## TASK DIRECTIONS
Below are records; transcribe only the line with "Target: apartment building" and those after it, through the last line, without any change.

[Records from a data source]
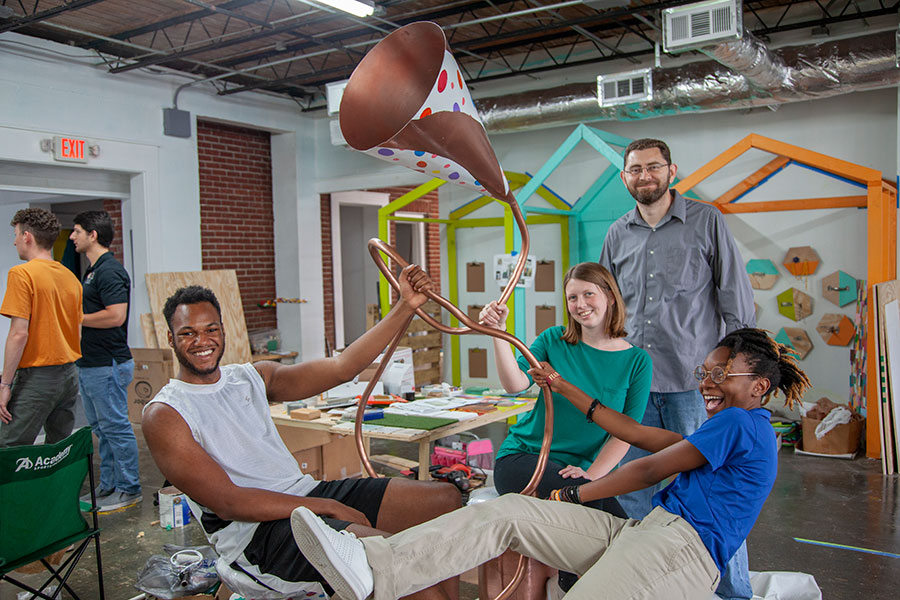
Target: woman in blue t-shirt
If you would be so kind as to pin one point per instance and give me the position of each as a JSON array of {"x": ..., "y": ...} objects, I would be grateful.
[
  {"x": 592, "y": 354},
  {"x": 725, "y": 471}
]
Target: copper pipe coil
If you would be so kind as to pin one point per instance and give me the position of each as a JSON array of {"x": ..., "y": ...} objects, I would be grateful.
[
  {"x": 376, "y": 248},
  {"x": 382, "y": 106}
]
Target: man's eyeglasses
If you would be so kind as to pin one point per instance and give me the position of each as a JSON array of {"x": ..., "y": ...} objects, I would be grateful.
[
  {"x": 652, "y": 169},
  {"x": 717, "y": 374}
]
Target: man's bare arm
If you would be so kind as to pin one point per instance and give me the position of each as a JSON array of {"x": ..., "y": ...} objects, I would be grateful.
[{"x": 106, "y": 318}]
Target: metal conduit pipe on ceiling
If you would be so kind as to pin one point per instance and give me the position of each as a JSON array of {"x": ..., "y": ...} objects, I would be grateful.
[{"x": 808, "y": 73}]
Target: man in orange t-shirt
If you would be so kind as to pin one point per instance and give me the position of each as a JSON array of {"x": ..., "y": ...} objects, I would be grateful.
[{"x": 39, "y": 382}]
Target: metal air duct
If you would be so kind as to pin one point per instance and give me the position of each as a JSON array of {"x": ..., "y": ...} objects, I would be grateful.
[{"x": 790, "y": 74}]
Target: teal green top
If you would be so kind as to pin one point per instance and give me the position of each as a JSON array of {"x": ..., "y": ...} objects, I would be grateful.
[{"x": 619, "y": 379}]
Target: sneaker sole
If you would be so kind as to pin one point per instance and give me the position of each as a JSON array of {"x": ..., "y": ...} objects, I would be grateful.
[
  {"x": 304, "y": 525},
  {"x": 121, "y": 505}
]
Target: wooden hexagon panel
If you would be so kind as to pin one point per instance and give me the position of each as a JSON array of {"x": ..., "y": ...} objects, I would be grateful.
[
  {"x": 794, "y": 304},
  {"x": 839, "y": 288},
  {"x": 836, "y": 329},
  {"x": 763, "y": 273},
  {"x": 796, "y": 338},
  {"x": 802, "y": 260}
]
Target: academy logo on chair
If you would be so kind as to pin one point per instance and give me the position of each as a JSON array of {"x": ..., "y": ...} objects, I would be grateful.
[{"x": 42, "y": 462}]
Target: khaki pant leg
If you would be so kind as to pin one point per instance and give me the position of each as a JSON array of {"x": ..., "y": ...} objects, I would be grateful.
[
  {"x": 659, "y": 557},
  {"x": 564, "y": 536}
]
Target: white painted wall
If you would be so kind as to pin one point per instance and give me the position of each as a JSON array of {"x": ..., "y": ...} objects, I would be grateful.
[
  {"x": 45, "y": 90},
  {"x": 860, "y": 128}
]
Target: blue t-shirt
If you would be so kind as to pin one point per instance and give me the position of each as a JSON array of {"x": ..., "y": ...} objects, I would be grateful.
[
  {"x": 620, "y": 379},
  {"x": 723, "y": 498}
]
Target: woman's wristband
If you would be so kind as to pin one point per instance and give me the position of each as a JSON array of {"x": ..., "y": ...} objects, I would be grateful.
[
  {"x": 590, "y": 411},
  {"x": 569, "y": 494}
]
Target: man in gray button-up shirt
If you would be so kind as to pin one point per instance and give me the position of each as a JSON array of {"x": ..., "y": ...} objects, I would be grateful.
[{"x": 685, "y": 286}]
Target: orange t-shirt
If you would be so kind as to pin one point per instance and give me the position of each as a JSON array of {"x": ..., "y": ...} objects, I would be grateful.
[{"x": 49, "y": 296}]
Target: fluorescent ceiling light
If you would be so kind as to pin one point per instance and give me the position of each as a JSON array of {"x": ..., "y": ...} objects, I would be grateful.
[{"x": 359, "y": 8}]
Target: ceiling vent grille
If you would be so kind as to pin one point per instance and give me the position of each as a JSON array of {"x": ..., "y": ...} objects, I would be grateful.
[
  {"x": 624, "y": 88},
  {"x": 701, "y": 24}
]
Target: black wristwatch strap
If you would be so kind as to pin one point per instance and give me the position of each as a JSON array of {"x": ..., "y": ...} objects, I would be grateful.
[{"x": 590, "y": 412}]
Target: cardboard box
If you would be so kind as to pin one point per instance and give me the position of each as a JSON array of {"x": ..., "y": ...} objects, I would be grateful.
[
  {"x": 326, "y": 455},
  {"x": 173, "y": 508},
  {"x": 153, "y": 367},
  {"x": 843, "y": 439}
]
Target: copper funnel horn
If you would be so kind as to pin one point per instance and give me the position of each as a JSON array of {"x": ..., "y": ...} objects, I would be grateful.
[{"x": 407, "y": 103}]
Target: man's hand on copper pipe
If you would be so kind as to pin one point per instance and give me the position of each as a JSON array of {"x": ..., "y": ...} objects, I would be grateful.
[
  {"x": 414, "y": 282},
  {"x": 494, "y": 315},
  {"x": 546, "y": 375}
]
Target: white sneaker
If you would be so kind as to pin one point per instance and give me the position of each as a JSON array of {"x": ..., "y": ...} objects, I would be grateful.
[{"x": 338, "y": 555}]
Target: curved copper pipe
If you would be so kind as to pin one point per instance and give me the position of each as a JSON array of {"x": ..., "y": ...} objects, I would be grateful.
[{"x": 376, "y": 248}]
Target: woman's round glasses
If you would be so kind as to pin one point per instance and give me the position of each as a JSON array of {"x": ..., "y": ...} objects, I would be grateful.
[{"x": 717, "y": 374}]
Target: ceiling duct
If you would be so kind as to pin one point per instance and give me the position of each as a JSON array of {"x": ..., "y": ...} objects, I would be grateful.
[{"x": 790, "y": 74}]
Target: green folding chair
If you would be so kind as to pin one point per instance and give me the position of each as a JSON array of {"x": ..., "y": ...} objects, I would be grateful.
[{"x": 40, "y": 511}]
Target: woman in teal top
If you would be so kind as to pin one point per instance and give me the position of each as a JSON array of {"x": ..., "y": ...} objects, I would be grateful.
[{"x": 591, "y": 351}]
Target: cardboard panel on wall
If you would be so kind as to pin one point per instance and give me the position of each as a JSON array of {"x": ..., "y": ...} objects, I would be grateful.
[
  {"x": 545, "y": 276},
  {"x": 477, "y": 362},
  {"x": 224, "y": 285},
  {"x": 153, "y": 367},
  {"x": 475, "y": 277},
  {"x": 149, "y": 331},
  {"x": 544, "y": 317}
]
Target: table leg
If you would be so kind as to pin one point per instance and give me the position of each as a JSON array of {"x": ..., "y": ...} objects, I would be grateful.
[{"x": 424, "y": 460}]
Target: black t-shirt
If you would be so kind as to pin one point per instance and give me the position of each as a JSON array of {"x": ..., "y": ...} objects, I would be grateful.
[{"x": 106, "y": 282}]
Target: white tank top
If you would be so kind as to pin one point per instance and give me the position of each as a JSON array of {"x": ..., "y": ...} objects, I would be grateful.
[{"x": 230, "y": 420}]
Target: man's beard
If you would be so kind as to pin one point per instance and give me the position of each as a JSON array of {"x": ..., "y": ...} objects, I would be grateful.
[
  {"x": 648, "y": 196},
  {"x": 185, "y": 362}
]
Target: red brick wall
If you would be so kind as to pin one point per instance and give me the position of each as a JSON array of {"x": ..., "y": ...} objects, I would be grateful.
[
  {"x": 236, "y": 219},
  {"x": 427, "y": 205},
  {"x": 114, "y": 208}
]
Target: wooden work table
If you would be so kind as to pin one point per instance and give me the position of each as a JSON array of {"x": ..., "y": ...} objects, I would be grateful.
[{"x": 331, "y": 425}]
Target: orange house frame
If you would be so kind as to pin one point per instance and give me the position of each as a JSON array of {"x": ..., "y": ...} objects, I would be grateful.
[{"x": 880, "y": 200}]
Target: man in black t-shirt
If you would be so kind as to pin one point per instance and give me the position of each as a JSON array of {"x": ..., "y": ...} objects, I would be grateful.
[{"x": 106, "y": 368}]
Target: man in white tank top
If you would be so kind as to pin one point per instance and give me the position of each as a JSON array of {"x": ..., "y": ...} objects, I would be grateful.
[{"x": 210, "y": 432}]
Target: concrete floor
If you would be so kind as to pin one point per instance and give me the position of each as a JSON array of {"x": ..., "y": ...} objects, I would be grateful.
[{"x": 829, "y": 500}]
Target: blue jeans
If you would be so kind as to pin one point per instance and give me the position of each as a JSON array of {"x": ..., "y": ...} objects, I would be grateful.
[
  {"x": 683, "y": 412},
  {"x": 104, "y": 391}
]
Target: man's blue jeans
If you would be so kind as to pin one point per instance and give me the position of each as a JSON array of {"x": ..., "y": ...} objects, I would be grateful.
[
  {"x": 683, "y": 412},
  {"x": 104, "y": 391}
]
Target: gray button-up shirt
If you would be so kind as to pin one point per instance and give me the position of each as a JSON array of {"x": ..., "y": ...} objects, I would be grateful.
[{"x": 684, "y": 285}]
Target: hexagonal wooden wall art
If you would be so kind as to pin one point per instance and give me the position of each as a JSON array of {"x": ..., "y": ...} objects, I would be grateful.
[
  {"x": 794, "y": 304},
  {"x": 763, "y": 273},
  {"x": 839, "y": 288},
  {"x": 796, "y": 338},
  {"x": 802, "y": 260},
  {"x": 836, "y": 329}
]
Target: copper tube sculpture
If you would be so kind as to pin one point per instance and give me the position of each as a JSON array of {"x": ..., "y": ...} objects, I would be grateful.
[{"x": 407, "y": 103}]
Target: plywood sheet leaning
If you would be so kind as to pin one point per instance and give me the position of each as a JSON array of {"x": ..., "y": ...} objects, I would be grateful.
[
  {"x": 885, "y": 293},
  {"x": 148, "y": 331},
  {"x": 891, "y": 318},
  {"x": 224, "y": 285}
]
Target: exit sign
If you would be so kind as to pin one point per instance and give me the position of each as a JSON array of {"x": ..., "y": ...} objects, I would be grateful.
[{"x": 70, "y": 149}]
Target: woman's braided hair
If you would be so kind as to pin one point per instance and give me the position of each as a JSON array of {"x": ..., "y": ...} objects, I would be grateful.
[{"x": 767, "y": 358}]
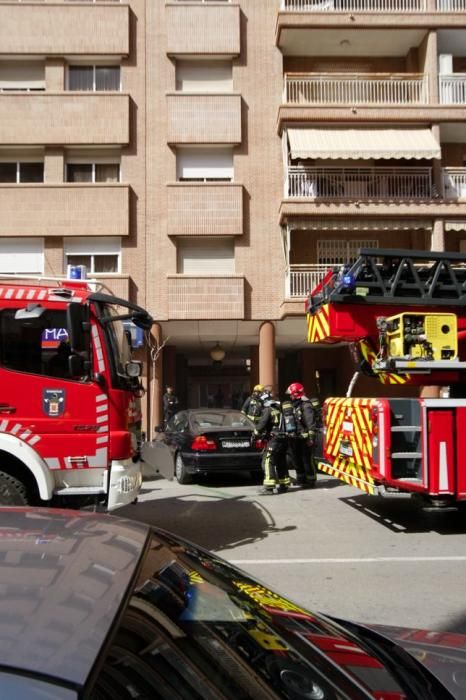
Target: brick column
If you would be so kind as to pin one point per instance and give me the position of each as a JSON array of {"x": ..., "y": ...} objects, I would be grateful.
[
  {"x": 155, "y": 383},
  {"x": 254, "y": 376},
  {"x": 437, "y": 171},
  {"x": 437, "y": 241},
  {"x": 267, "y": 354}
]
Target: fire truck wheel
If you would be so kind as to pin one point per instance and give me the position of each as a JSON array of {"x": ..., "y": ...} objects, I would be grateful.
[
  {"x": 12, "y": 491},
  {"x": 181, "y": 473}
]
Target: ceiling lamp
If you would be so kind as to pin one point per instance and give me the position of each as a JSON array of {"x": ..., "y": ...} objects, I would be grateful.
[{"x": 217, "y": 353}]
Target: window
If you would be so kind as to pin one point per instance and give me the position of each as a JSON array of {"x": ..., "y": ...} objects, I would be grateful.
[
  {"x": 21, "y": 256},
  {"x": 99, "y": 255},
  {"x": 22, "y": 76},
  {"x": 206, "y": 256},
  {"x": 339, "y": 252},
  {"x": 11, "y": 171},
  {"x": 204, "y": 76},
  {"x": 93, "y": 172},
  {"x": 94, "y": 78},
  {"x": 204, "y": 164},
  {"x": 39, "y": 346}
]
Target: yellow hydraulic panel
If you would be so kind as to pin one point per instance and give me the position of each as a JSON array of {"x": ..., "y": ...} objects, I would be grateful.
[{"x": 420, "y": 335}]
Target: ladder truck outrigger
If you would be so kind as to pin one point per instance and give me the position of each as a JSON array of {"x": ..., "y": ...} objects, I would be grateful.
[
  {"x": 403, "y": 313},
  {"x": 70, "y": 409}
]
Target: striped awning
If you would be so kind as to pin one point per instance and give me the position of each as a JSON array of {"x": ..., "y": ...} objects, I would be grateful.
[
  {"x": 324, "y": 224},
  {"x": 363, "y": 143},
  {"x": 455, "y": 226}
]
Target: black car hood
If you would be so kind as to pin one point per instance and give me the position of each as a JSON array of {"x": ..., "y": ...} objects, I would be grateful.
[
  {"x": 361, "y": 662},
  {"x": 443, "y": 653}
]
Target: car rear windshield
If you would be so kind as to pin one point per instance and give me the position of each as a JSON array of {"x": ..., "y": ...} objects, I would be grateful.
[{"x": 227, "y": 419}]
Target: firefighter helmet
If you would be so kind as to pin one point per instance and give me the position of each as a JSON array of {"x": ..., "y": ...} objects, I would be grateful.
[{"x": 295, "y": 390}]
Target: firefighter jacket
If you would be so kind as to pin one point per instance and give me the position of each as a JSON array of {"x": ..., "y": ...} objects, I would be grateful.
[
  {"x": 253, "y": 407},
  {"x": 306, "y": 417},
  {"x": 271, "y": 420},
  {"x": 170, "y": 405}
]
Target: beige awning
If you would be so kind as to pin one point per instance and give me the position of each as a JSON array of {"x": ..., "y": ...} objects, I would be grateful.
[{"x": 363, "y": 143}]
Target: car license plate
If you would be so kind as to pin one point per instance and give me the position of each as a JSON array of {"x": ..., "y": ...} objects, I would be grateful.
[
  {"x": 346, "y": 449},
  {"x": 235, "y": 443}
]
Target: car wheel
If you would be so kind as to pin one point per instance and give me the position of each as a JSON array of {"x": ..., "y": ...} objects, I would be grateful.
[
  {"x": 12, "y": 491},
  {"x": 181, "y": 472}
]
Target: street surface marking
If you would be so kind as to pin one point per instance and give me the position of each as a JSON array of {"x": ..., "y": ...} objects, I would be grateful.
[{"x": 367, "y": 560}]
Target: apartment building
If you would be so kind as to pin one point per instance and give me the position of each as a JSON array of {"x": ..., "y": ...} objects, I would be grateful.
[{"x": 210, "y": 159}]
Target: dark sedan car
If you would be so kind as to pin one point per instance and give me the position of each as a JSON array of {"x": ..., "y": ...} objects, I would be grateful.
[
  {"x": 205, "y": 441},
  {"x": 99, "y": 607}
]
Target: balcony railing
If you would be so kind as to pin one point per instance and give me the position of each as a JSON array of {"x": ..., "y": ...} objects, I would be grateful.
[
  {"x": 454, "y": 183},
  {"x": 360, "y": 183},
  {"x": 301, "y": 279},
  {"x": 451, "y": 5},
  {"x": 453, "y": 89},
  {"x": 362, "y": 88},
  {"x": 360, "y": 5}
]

## EXERCISE SOLUTION
Target: apartment building
If you would be so kind as to pin one point per instance and give me the position of each as a JSON array of {"x": ..., "y": ...} objects, I would be grateful.
[{"x": 210, "y": 159}]
Target: dark sedan car
If you would be so kind as to pin one point per instance and give me the position of each as a JSON array of {"x": ..., "y": ...} objects, I would be grateful.
[
  {"x": 205, "y": 441},
  {"x": 99, "y": 607}
]
Target: balcony railing
If you would be so kind as to pin one point per instance and give me the position of each as a JSON array of {"x": ..., "y": ...} objects, I would be grateful.
[
  {"x": 454, "y": 183},
  {"x": 360, "y": 183},
  {"x": 301, "y": 279},
  {"x": 451, "y": 5},
  {"x": 453, "y": 89},
  {"x": 362, "y": 88},
  {"x": 360, "y": 5}
]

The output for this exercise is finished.